## begin INFORMATION GIVEN

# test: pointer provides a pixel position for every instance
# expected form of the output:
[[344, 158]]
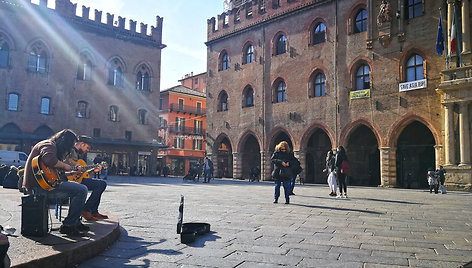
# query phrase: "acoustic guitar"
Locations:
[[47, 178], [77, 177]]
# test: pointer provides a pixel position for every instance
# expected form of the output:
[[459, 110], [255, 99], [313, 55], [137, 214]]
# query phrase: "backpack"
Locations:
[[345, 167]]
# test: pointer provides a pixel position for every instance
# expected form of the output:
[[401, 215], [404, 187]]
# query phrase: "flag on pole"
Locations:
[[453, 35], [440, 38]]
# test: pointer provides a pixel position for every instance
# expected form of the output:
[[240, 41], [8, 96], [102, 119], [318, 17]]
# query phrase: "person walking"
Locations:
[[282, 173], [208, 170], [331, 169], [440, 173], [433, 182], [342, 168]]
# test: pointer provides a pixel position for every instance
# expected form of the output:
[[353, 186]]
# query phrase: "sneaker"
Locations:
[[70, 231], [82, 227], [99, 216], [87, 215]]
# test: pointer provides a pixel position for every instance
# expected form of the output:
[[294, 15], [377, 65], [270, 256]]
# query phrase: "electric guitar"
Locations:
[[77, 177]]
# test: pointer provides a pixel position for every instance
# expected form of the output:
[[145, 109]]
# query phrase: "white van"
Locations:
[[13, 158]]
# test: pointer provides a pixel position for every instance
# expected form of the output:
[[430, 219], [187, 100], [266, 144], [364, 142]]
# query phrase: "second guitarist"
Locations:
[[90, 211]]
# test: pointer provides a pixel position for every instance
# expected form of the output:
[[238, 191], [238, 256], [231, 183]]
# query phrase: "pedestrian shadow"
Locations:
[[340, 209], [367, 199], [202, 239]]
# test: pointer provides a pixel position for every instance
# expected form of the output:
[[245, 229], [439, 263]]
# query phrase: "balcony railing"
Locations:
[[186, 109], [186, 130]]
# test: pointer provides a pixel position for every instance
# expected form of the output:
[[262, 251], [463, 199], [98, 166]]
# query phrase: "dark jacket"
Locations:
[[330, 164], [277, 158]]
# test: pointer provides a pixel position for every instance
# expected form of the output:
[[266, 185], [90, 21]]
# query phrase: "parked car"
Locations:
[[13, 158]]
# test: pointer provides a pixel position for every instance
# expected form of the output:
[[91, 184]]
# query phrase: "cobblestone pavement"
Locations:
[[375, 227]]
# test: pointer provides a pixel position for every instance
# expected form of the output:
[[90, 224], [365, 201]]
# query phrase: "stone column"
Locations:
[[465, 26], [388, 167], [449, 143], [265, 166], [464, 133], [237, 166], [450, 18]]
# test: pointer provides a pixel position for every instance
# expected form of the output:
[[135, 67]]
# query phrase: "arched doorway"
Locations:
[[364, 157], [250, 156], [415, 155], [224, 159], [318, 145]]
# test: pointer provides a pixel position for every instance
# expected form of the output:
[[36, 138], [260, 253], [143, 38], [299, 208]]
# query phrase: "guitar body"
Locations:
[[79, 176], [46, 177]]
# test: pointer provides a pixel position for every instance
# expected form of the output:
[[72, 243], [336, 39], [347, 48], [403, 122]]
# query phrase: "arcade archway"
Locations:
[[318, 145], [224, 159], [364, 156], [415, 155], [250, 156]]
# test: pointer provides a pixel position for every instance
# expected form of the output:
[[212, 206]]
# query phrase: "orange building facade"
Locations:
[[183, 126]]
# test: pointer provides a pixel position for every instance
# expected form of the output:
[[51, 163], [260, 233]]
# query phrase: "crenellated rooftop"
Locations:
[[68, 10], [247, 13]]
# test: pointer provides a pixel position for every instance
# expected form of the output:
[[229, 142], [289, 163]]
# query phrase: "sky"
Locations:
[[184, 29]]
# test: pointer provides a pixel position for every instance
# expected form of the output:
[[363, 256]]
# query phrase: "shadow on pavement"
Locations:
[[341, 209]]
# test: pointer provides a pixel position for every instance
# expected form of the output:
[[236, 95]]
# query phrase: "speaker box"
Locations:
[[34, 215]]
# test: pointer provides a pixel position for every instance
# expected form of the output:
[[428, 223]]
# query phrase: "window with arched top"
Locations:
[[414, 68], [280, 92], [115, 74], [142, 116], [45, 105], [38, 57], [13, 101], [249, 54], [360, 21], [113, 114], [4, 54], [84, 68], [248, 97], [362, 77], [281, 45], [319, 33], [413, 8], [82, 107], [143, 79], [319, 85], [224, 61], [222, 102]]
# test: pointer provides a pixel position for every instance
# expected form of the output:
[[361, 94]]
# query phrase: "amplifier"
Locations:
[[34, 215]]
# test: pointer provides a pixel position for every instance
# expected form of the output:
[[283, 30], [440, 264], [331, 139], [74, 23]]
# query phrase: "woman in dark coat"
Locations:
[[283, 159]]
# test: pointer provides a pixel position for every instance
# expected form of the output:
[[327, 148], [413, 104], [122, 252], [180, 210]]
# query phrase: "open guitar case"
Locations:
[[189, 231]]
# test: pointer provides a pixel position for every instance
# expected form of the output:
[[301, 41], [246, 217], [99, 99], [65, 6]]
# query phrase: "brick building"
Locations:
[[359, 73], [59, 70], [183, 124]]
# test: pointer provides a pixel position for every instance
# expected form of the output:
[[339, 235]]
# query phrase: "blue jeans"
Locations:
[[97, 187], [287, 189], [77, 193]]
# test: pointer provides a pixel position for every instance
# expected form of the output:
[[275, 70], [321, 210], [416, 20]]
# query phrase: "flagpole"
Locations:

## end INFORMATION GIVEN

Please rewrite all of the lines above with "query phrase" renamed to "search term", keeping everything else the same and omitting the pictures.

* **RESPONSE TO THIS TASK**
# test: pointer provides a pixel position for every instance
# expected form of the output:
[[344, 158]]
# search term: "acoustic guitar"
Locations:
[[47, 178], [77, 177]]
# test: pointer provides a pixel position for every instance
# expected form of the output:
[[459, 110], [255, 99], [313, 55], [137, 214]]
# search term: "backpack"
Locations:
[[345, 167]]
# test: pointer provides a pixel position for every instance
# expected form of the output:
[[401, 215], [404, 187]]
# search term: "flag on pole"
Locations:
[[453, 35], [440, 38]]
# test: pointer provides a pixel position for every instance
# expected form of the output:
[[240, 41], [8, 96], [102, 119], [318, 17]]
# search term: "person walking"
Locations:
[[282, 173], [208, 170], [331, 169], [440, 173], [433, 182], [342, 168]]
# test: pointer provides a pixel position for every instance
# expected form of the output:
[[353, 186]]
# search term: "sneaker"
Locations:
[[70, 231], [82, 227], [99, 216], [87, 215]]
# test: pointer provides a pixel position for every instance
# expected form of the output:
[[294, 15], [377, 65], [270, 256]]
# search term: "electric guitar"
Locations:
[[77, 177]]
# test: pointer provides a pixel position for every instance
# expected form of the output:
[[145, 109]]
# search term: "white van"
Locations:
[[13, 158]]
# test: pointer provides a pixel position for every instance
# expected form of the output:
[[430, 219], [187, 100], [266, 144], [364, 142]]
# search term: "second guitarist"
Locations:
[[90, 211]]
# test: pointer provides a pixel position for every instance
# expected form of the output:
[[238, 191], [238, 256], [231, 183]]
# search term: "pedestrian shadow"
Locations:
[[340, 209], [367, 199], [202, 239]]
# test: pointer provides a pixel position for every instance
# expected form of the output:
[[245, 229], [439, 263]]
# search term: "balcony railing"
Locations:
[[186, 109], [186, 130]]
# test: pointer provides a pixel position for every instance
# expected form of the output:
[[262, 251], [463, 199], [98, 166]]
# search term: "dark jacket"
Locations:
[[330, 164], [277, 158]]
# test: pointer provides a pixel position for every instance
# expected form of the output:
[[266, 185], [90, 21]]
# search term: "parked car"
Locations:
[[13, 158]]
# test: pointer provides a pixel position for every instance
# expected form of the output:
[[91, 184]]
# search term: "cobblestone pavement"
Locations:
[[375, 227]]
# test: pointer provides a pixel position for every instance
# expected form of the output:
[[90, 224], [365, 201]]
# search term: "stone column"
Locations:
[[465, 26], [388, 167], [449, 143], [265, 166], [464, 133], [237, 166], [450, 18]]
# test: pointer provides a pixel position for every instance
# expected form of the output:
[[135, 67]]
# search term: "arched doorway"
Locations:
[[364, 157], [250, 156], [415, 155], [224, 159], [318, 145]]
# test: pointer provides a pixel position for every instance
# expected form of the output:
[[36, 138], [260, 253], [143, 38], [299, 208]]
# search term: "guitar body"
Locations:
[[79, 176], [46, 177]]
# test: pointer provides a pixel position for every instance
# expected form of the output:
[[72, 243], [336, 39], [347, 48], [403, 122]]
# search term: "arcade archway"
Locations:
[[318, 145], [224, 159], [364, 156], [415, 155], [250, 156]]
# test: pointer provides a pixel position for every instance
# expected form of the output:
[[212, 206]]
# search term: "orange building facade"
Locations:
[[183, 126]]
# test: pointer provides a pixel position for every instance
# expected form of the output:
[[51, 163], [260, 233]]
# search term: "crenellated rooftop"
Locations:
[[68, 10], [247, 13]]
# test: pointer provides a pixel position for every instance
# expected form of the output:
[[229, 142], [289, 163]]
# search term: "sky"
Locations:
[[184, 29]]
# test: pointer provides a pixel position for every instance
# expected form of the output:
[[363, 256]]
# search term: "shadow on pavement"
Locations:
[[341, 209]]
# test: pointer provides a pixel position for every instance
# expected form of the output:
[[236, 95]]
# search term: "speaker box"
Locations:
[[34, 215]]
# test: pointer provides a pixel position for every instance
# expected form of the output:
[[428, 223]]
# search term: "window with arched top"
Locations:
[[414, 68], [280, 92], [115, 74], [142, 116], [45, 105], [38, 57], [13, 101], [249, 54], [360, 21], [113, 114], [4, 54], [84, 68], [248, 97], [362, 77], [281, 45], [319, 33], [413, 8], [82, 107], [143, 79], [319, 85], [224, 61], [222, 102]]
# test: pointer provides a pixel position for every instance
# expected form of the output:
[[361, 94]]
# search term: "amplifier"
Locations:
[[34, 215]]
# test: pointer provides a pixel position for every instance
# expected form of the output:
[[283, 30], [440, 264], [331, 139], [74, 23]]
# search term: "woman in dark coat"
Locations:
[[283, 159]]
# test: pointer provides a pixel position for every instance
# expected form of the output:
[[327, 148], [413, 104], [122, 252], [180, 210]]
# search term: "open guitar case"
Locations:
[[189, 231]]
# test: pointer provides a pixel position for every instance
# expected form of the output:
[[301, 41], [246, 217], [99, 99], [65, 6]]
# search term: "brick building"
Locations:
[[359, 73], [59, 70], [183, 124]]
# test: pointer provides a pixel position for every instance
# expected form of the output:
[[339, 235]]
# search term: "blue jeans"
Locations:
[[97, 187], [287, 189], [77, 193]]
# test: pointer provides a pixel position for every instance
# expected form of the output:
[[275, 70], [321, 210], [416, 20]]
# search term: "flagpole"
Locations:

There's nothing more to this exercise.